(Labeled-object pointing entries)
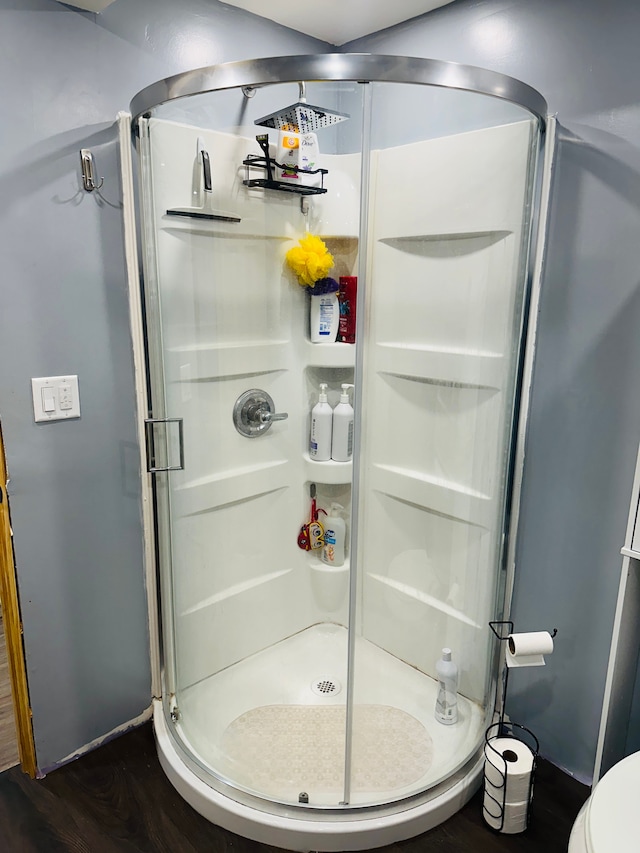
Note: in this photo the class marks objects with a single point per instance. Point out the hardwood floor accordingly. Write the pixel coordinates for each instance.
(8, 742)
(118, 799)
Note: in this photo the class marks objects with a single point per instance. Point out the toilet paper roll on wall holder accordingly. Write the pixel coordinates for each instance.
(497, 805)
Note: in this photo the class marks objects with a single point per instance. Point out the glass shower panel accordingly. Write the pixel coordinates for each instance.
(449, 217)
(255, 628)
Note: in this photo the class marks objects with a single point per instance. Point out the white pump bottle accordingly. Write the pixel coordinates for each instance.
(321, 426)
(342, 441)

---

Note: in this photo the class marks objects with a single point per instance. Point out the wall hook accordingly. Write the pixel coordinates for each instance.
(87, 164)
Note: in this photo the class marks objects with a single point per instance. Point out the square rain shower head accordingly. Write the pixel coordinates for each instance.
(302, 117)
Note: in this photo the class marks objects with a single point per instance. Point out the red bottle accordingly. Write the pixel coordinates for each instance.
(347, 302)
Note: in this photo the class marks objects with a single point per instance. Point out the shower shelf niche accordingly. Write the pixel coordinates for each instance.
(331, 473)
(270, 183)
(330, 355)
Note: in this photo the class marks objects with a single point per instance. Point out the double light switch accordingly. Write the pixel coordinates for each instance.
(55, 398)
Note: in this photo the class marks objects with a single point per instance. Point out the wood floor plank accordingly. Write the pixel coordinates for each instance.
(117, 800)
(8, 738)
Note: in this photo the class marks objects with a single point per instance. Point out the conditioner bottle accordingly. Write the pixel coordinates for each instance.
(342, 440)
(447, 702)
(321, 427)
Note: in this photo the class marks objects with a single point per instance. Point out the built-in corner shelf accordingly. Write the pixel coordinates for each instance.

**Given problem**
Locate each line above that contains the word "shower" and copy those lines in full. Case counts.

**The answer**
Note: in this photo the class marks objects with a single point per instance. Point out the glass shower panel accordingly. Write the pixel coordinates for each instance.
Note: in this photo the class marks objects with a single point per instance. Point out the square rain shower head accordingly. Write the pixel coordinates for each instance.
Note: in this photo the class marks objects with a single point per instance. Point out the shower shelf niche accordingly. Write the pixel coordinates for each instance.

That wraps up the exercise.